→ TASK DIRECTIONS
Copy the lines verbatim, beginning with the line that contains "of the plaid" and continuing through the end of the data, and only those lines.
---*---
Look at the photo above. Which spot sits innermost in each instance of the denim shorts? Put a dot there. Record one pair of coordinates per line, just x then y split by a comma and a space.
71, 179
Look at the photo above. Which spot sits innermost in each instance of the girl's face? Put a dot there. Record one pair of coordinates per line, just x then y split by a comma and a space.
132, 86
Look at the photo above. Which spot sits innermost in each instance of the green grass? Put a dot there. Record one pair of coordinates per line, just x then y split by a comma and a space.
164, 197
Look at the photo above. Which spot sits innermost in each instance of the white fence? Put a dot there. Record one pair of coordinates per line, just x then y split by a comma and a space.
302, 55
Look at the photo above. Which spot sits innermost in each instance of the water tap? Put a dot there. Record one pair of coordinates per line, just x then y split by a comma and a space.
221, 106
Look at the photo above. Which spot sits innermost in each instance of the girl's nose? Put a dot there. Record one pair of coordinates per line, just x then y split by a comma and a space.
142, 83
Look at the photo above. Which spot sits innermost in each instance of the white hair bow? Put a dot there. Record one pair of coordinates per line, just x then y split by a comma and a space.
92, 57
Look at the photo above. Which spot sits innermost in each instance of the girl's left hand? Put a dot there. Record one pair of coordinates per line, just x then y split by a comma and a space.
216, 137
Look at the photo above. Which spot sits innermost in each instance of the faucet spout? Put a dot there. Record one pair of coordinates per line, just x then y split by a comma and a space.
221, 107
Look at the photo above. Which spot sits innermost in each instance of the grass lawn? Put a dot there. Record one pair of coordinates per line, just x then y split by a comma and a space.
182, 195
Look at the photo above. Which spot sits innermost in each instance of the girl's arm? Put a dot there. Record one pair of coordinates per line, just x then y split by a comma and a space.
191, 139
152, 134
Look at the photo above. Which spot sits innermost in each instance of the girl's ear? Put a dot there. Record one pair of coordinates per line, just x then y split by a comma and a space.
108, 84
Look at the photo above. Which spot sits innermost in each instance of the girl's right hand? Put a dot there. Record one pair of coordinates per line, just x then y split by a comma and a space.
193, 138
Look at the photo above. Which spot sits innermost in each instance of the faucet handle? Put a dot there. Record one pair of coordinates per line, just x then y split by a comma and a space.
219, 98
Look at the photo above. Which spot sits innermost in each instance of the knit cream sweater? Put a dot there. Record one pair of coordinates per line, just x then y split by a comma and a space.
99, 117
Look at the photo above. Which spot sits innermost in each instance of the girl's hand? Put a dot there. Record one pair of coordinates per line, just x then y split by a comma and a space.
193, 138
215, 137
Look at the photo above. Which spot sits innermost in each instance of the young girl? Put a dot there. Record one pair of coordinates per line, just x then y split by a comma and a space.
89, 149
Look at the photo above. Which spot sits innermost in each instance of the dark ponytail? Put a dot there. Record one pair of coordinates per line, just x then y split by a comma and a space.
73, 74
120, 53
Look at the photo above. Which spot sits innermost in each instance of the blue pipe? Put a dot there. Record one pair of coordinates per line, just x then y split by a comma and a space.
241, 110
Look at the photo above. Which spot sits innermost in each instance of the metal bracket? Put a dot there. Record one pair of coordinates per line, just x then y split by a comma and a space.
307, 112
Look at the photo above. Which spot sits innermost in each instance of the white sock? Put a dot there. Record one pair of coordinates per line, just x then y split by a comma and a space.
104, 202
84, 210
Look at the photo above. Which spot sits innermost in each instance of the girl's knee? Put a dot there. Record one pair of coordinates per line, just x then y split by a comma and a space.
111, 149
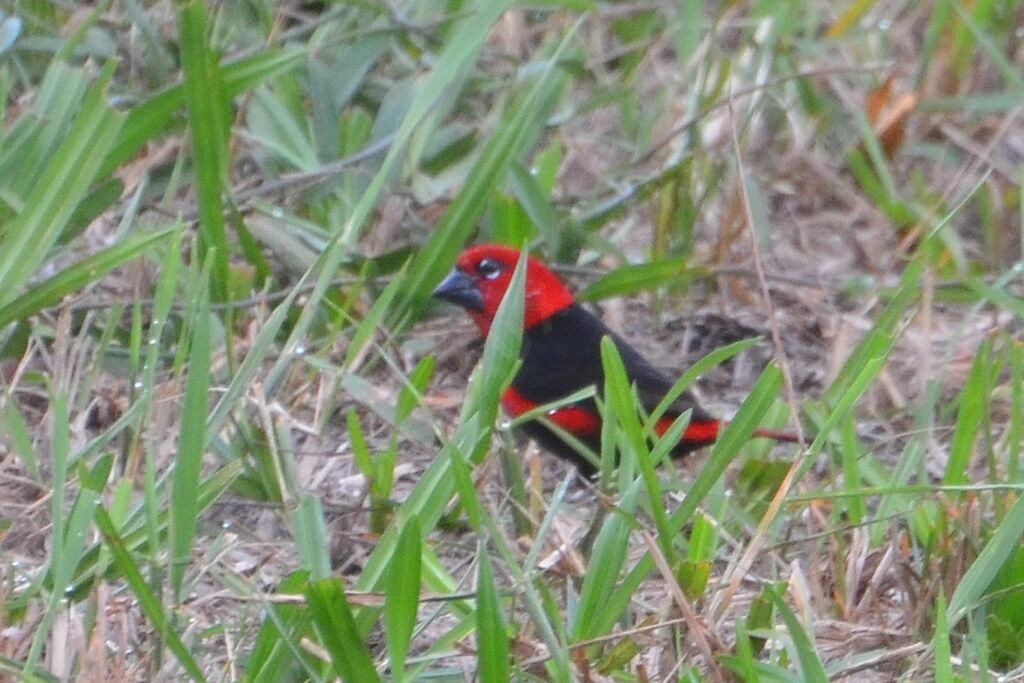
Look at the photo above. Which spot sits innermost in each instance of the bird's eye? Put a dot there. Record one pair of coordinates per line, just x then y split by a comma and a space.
489, 268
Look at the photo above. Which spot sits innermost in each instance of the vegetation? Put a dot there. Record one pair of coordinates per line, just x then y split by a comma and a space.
238, 439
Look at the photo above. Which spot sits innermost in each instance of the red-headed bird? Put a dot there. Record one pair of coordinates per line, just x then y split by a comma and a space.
561, 353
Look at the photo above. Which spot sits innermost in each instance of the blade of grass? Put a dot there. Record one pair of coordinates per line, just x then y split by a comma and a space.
209, 119
192, 441
338, 632
402, 596
492, 636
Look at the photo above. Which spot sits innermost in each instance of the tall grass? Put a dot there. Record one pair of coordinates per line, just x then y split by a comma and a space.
201, 274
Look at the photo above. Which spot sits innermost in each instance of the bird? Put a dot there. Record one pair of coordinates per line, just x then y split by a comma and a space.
561, 354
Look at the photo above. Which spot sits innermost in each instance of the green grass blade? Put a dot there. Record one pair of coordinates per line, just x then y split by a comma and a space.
991, 558
208, 124
51, 291
402, 596
126, 563
66, 180
192, 442
811, 668
492, 636
336, 626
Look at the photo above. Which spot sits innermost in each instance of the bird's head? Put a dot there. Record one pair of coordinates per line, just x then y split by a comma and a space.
481, 276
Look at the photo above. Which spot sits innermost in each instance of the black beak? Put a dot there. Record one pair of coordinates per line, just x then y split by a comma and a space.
460, 289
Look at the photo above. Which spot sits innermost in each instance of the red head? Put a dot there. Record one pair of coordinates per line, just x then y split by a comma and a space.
481, 276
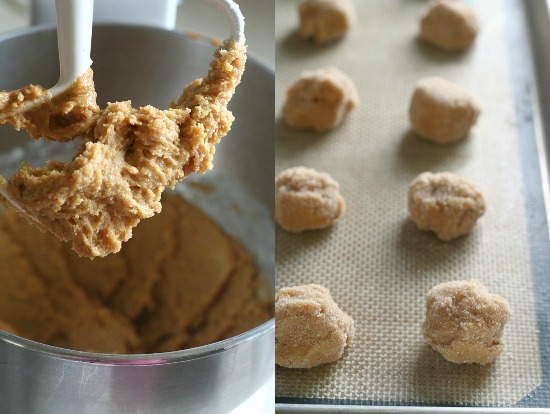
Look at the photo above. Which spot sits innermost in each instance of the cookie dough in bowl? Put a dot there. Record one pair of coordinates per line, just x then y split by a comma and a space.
319, 100
306, 199
442, 111
464, 322
146, 299
445, 203
310, 328
128, 158
326, 20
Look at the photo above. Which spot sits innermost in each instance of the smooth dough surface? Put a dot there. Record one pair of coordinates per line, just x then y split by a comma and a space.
449, 25
178, 283
445, 203
442, 111
310, 328
319, 100
306, 199
464, 322
128, 157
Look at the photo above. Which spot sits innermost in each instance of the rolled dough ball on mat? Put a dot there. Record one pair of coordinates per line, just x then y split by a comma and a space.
442, 111
306, 199
319, 99
449, 25
464, 322
310, 328
445, 203
326, 20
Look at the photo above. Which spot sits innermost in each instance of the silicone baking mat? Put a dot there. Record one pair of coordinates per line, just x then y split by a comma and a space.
375, 262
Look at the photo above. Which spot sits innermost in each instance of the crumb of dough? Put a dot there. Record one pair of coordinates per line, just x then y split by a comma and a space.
43, 299
464, 322
442, 111
319, 99
445, 203
127, 160
449, 25
310, 328
326, 20
306, 199
134, 294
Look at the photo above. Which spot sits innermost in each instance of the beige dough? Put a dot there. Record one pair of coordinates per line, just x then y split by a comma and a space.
306, 199
147, 298
442, 111
464, 322
310, 328
319, 99
449, 25
128, 158
445, 203
326, 20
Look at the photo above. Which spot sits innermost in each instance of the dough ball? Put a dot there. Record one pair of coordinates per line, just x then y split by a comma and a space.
306, 199
445, 203
442, 111
464, 322
325, 20
310, 328
319, 99
4, 326
449, 25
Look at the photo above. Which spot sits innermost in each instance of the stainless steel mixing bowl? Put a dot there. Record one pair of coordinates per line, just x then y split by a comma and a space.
148, 66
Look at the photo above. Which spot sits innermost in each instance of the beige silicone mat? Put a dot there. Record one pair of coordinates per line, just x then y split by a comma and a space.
377, 265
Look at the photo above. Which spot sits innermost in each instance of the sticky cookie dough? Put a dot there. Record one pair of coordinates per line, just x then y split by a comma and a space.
319, 99
306, 199
464, 322
445, 203
442, 111
310, 328
326, 20
50, 295
450, 25
128, 157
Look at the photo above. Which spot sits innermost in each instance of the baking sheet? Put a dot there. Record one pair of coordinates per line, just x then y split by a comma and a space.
377, 265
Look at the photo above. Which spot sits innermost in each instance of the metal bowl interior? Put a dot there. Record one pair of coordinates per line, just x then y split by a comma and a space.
150, 66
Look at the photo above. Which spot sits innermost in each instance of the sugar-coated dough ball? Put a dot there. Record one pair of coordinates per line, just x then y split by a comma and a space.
442, 111
449, 24
325, 20
319, 99
306, 199
445, 203
464, 322
310, 328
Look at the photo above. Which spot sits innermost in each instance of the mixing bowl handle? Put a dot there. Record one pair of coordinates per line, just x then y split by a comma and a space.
158, 13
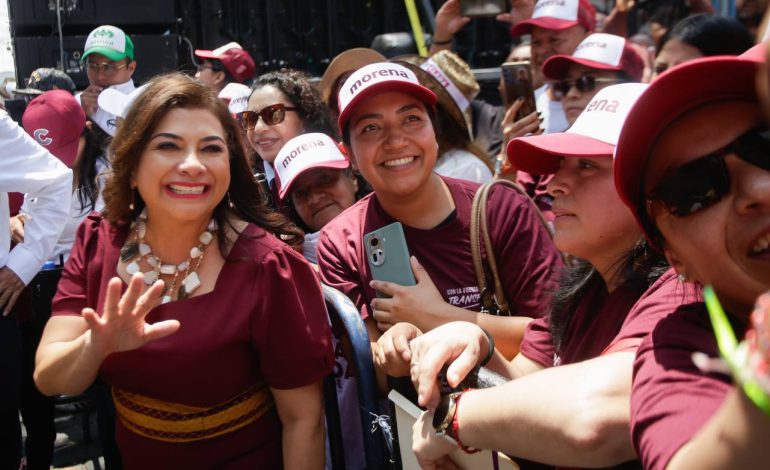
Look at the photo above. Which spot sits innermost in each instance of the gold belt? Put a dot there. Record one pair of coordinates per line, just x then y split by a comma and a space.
174, 422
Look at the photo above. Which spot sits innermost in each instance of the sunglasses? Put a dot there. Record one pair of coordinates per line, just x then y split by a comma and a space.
583, 84
107, 68
271, 115
701, 183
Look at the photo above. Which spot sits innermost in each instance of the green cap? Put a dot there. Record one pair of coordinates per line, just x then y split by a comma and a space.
110, 42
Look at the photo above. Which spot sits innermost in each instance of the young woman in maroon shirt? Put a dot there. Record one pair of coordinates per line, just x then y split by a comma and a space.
699, 140
210, 330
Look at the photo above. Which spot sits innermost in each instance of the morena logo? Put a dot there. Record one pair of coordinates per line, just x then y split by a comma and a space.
608, 106
384, 73
41, 136
301, 148
550, 3
592, 44
103, 33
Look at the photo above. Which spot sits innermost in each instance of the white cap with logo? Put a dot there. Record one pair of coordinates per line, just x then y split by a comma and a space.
303, 153
382, 77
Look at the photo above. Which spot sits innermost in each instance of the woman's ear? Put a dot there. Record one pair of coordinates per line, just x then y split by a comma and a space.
676, 263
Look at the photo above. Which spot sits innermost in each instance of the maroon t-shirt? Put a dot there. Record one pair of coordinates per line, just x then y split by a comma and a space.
527, 259
537, 188
265, 321
607, 322
671, 398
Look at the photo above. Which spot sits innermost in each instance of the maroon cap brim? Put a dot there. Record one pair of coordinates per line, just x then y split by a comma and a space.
545, 22
418, 91
204, 54
556, 67
539, 154
672, 94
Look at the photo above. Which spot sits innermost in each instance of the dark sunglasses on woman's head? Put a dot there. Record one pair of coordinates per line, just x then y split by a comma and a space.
583, 84
703, 182
271, 115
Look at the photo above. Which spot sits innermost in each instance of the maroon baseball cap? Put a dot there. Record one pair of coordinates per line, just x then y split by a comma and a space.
558, 15
598, 51
675, 92
56, 120
234, 58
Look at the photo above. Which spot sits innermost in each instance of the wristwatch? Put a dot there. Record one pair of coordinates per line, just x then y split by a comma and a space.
444, 415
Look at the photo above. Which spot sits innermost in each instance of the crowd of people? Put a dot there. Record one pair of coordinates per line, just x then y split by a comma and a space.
164, 249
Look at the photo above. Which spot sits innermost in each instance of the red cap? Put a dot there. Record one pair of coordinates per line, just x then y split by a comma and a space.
598, 51
675, 92
234, 58
377, 78
594, 134
56, 120
558, 15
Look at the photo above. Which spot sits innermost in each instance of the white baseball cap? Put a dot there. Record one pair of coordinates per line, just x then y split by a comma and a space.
237, 97
558, 15
379, 77
116, 102
594, 134
598, 51
303, 153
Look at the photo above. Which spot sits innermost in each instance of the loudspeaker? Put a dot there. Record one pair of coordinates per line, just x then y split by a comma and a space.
154, 54
25, 13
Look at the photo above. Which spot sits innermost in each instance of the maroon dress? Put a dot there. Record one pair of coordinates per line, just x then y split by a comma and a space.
264, 322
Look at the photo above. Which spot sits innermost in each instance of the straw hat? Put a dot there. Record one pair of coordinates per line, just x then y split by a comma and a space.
451, 79
347, 61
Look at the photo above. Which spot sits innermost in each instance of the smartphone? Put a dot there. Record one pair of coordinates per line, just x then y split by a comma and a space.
517, 83
388, 255
477, 8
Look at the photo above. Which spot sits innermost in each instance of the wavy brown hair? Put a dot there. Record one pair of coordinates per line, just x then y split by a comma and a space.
245, 200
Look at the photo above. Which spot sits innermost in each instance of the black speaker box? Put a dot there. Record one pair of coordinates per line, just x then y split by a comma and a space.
91, 13
154, 54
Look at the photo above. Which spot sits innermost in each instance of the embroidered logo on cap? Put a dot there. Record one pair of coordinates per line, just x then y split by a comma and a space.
560, 9
601, 47
41, 136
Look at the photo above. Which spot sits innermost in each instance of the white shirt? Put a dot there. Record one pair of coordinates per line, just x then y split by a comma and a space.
76, 214
461, 164
554, 118
104, 119
26, 167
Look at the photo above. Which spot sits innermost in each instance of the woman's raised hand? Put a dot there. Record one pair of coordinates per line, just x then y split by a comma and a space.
122, 326
458, 344
392, 354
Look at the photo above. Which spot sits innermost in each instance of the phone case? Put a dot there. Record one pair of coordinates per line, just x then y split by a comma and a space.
480, 8
517, 79
388, 255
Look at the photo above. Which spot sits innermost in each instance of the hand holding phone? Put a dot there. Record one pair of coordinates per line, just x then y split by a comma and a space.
517, 83
388, 255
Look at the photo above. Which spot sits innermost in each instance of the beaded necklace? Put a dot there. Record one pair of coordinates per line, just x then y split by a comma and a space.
139, 250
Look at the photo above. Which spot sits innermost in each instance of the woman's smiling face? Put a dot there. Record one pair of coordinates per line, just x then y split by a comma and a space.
393, 142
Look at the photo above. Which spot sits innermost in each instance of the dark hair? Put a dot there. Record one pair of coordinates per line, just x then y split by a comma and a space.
638, 270
450, 136
85, 171
296, 86
171, 91
711, 35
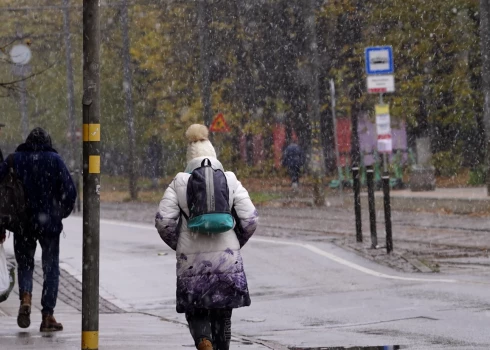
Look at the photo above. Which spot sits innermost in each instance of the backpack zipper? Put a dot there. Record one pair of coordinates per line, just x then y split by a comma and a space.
209, 172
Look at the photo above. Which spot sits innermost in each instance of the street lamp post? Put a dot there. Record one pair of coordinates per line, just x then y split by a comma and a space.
20, 56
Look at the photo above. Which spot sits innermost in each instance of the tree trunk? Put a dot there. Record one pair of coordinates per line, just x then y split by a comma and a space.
128, 110
205, 64
485, 53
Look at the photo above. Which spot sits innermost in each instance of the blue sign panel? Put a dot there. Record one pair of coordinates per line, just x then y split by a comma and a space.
379, 60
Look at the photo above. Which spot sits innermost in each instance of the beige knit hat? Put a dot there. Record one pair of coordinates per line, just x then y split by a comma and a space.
199, 144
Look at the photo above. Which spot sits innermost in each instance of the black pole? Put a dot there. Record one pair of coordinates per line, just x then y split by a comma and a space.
204, 60
91, 174
357, 201
387, 205
372, 206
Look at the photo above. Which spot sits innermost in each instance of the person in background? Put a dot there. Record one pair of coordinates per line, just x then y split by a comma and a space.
50, 196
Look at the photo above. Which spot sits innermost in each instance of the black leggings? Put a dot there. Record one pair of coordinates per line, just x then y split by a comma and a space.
214, 325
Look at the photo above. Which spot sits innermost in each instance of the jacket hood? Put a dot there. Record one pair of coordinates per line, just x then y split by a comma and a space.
28, 147
39, 136
37, 141
196, 163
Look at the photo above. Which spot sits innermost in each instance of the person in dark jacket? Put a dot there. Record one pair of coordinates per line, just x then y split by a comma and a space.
293, 160
50, 196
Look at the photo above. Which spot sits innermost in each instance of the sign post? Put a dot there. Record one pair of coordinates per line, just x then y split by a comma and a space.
380, 69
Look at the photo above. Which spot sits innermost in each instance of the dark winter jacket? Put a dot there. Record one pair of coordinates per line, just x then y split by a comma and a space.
293, 156
49, 189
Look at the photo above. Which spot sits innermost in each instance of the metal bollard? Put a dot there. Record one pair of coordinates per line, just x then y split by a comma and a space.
372, 206
357, 202
387, 205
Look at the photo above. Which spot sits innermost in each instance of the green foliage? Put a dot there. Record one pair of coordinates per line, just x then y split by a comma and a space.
259, 65
478, 176
447, 163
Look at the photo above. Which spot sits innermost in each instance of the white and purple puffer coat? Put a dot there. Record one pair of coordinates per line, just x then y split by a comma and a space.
210, 272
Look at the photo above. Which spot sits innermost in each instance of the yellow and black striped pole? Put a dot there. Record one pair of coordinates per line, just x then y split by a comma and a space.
91, 174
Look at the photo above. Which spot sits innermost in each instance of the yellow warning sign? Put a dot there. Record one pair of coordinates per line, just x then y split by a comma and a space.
219, 124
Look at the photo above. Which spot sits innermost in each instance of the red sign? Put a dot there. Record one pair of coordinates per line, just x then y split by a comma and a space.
219, 124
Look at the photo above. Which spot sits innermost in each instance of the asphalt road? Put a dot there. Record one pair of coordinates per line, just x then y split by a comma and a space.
305, 292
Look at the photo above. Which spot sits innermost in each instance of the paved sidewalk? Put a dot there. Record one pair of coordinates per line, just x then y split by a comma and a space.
119, 329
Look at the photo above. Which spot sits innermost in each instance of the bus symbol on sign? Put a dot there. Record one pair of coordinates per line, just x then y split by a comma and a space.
379, 60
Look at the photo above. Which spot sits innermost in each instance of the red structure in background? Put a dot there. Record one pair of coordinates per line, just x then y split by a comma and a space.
344, 134
279, 136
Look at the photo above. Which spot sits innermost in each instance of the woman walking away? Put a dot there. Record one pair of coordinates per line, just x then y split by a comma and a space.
206, 216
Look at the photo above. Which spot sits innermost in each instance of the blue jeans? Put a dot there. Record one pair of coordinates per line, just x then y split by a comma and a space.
25, 248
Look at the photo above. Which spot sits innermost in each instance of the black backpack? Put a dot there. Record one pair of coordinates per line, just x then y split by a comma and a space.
12, 200
208, 201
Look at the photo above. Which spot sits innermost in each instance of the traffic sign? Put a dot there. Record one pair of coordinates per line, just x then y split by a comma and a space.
379, 60
219, 124
379, 84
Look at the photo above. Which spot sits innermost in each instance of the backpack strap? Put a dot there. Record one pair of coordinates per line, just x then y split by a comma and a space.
184, 214
10, 163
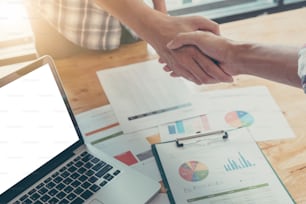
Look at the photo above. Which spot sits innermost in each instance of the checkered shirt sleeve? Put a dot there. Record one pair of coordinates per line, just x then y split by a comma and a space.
83, 23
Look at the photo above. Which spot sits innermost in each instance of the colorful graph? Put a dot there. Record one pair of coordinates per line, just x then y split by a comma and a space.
240, 163
239, 119
193, 171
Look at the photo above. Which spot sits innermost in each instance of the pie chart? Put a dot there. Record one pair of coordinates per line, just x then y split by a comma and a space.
239, 119
193, 171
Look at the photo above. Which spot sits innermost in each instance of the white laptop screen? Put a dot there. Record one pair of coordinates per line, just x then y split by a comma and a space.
35, 125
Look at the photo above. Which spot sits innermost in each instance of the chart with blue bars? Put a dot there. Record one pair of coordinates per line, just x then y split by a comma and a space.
238, 164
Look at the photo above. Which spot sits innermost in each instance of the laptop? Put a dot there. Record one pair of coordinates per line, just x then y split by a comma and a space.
42, 153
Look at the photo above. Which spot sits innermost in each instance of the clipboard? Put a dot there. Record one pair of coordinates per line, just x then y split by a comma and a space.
218, 167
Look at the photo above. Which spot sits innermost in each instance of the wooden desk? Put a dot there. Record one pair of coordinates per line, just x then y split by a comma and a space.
288, 157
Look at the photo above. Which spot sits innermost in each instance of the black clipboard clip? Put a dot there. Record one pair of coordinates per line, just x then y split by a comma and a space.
223, 132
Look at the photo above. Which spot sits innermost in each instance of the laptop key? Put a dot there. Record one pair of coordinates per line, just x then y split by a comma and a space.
78, 190
71, 196
53, 192
75, 175
94, 188
78, 201
75, 184
45, 198
27, 201
64, 201
83, 178
86, 194
43, 190
68, 189
85, 185
103, 183
50, 185
53, 201
60, 186
24, 197
35, 196
58, 179
61, 195
103, 171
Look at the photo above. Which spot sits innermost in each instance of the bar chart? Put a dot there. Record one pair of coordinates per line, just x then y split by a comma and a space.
237, 164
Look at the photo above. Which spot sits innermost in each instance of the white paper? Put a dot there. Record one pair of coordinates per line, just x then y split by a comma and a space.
143, 95
253, 108
213, 170
101, 129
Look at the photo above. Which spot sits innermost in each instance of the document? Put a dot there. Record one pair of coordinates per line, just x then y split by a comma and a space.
143, 95
218, 169
100, 128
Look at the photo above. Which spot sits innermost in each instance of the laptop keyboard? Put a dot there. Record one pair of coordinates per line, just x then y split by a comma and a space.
74, 183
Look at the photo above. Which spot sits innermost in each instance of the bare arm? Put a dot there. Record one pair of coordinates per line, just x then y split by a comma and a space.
158, 29
273, 62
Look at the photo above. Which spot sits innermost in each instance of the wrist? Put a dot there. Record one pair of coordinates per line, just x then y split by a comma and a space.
239, 55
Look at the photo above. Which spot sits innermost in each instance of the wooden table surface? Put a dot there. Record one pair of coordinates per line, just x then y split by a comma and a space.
288, 157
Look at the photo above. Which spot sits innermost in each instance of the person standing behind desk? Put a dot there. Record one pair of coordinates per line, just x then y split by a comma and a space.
64, 28
155, 27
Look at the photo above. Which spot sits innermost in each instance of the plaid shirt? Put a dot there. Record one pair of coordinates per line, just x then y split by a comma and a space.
302, 67
82, 22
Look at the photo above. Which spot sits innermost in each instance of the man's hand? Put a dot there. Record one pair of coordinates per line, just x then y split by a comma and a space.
187, 62
214, 58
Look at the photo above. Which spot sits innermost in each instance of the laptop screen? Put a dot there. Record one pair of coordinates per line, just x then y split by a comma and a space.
34, 123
---*---
→ WORKED ANSWER
Look at the photo above. Which spot sits innermost in each instance of the plaid shirt? Put a dot there. Record one pair of coordinates per line, just x then y split by a comma and a space.
302, 67
82, 22
Look at the photo above. Which spot sits innermost in each instance of the man's hand? Put a dot there. Record one pair of coordinates per line, just x then y split by a comma and a space.
187, 62
214, 58
Look at the photo above. Which spot sits innermost in each instance of the laptop screen? Put a dot there. Record one pair of coordinates per line, just x then y split by a comma and a space.
34, 123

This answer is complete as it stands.